Segmentation data
****************************************

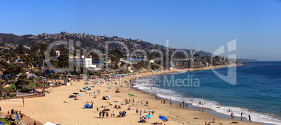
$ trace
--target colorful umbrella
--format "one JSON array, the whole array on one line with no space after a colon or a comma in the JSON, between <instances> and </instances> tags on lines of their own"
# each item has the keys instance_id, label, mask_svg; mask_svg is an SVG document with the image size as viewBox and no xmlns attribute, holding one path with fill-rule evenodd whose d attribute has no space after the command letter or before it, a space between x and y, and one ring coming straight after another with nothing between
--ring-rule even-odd
<instances>
[{"instance_id":1,"label":"colorful umbrella","mask_svg":"<svg viewBox=\"0 0 281 125\"><path fill-rule=\"evenodd\" d=\"M166 117L164 116L159 116L159 119L162 120L166 120Z\"/></svg>"}]
</instances>

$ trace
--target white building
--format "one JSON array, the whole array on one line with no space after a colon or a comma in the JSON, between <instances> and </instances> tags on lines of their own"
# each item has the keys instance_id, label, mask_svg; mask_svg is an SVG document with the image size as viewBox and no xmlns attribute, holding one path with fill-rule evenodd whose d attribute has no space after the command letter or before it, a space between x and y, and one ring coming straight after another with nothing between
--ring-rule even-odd
<instances>
[{"instance_id":1,"label":"white building","mask_svg":"<svg viewBox=\"0 0 281 125\"><path fill-rule=\"evenodd\" d=\"M92 65L92 59L90 58L85 58L84 56L81 57L70 57L69 62L73 63L74 65L80 66L89 68Z\"/></svg>"},{"instance_id":2,"label":"white building","mask_svg":"<svg viewBox=\"0 0 281 125\"><path fill-rule=\"evenodd\" d=\"M61 56L61 53L59 52L59 50L55 50L53 54L52 54L52 59L54 61L57 61L57 58Z\"/></svg>"}]
</instances>

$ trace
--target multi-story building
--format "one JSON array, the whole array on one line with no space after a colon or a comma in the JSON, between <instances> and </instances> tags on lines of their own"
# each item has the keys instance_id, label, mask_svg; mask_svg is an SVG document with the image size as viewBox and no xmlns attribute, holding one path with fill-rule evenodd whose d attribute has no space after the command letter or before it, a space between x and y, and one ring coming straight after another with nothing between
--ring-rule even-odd
<instances>
[{"instance_id":1,"label":"multi-story building","mask_svg":"<svg viewBox=\"0 0 281 125\"><path fill-rule=\"evenodd\" d=\"M201 62L199 61L193 61L193 68L201 68Z\"/></svg>"},{"instance_id":2,"label":"multi-story building","mask_svg":"<svg viewBox=\"0 0 281 125\"><path fill-rule=\"evenodd\" d=\"M189 61L174 61L174 67L175 68L187 68Z\"/></svg>"}]
</instances>

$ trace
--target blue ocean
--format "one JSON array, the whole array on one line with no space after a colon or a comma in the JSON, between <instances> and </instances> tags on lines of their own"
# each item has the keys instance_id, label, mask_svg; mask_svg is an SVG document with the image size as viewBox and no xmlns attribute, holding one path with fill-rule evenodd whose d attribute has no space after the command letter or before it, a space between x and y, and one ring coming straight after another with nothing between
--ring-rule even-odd
<instances>
[{"instance_id":1,"label":"blue ocean","mask_svg":"<svg viewBox=\"0 0 281 125\"><path fill-rule=\"evenodd\" d=\"M135 87L226 115L230 115L230 108L235 116L240 117L243 112L245 118L250 115L254 122L281 124L281 61L248 62L215 71L227 75L231 68L236 68L237 73L235 85L219 78L212 70L205 70L149 76L142 80L157 80L154 84L137 83ZM172 78L189 78L189 86L167 84L167 80L171 83ZM196 82L195 85L192 86L192 82ZM199 101L203 105L199 105Z\"/></svg>"}]
</instances>

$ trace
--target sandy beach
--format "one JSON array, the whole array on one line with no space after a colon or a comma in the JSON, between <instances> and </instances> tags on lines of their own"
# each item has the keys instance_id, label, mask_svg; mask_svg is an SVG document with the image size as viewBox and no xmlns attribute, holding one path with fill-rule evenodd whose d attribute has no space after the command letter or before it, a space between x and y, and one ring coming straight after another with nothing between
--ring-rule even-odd
<instances>
[{"instance_id":1,"label":"sandy beach","mask_svg":"<svg viewBox=\"0 0 281 125\"><path fill-rule=\"evenodd\" d=\"M122 79L130 80L132 78L145 77L168 72L138 73L136 75L124 77ZM80 89L87 87L85 85L85 81L72 80L71 82L72 86L62 86L55 88L54 92L47 94L45 97L24 99L24 107L22 106L22 103L18 101L1 101L2 112L10 110L13 108L21 110L24 115L43 124L50 122L57 124L152 124L155 122L164 124L204 124L206 122L207 123L210 122L210 124L233 124L233 122L238 122L235 124L259 124L248 122L222 119L206 112L185 109L180 108L178 103L173 104L171 106L170 102L168 101L166 101L166 104L161 104L160 101L155 100L152 96L144 94L143 91L137 91L133 88L127 89L124 86L120 87L119 84L99 83L94 85L95 87L91 90L87 91L88 92L80 92ZM90 82L89 83L89 85L92 85ZM107 89L108 86L110 86L110 89ZM117 89L120 89L120 93L115 93ZM97 92L98 90L100 90L99 95ZM74 92L79 93L82 96L78 96L78 100L68 98ZM129 96L129 94L135 96ZM94 98L94 95L96 96L96 98ZM108 95L111 96L109 100L101 100L103 96ZM125 103L126 98L128 101L131 99L131 102L129 104L122 105L121 103ZM133 98L135 101L134 103L132 102ZM94 108L84 109L85 103L91 101L94 103ZM141 101L143 102L143 105L141 105ZM147 101L148 105L144 105ZM110 105L110 103L112 105ZM120 105L121 109L113 108L115 105ZM106 108L101 108L101 106L106 106ZM129 106L131 110L127 110ZM97 107L99 109L99 112L96 110ZM109 117L99 118L99 112L104 108L110 109L110 111L108 112ZM145 110L147 112L144 112L140 117L140 112L138 114L136 113L136 108L143 111ZM113 111L115 112L116 115L119 115L119 112L123 110L127 112L126 117L117 117L115 116L111 117ZM148 115L147 111L154 111L155 112L154 115L151 113L152 117L150 119L146 119L147 123L138 123L141 117ZM161 120L159 116L164 116L169 121L165 122ZM215 118L215 123L212 123L213 118Z\"/></svg>"}]
</instances>

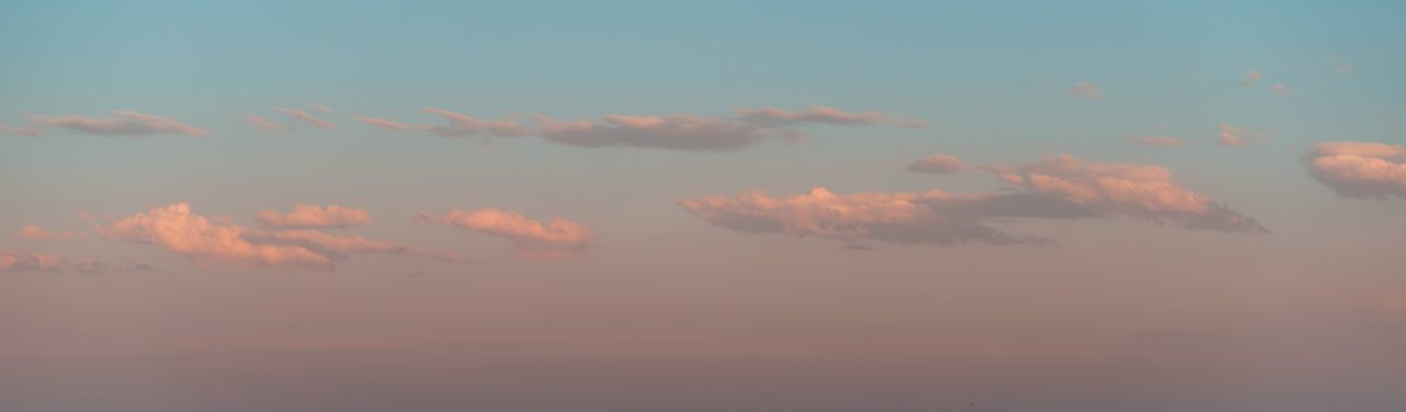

****************************************

--- Written instruction ---
Find each line in the entries above that contains the string "target" and copy it out in full.

--- Task output ---
--target colorful umbrella
--target white building
--target multi-story building
--target blue ocean
--target sandy beach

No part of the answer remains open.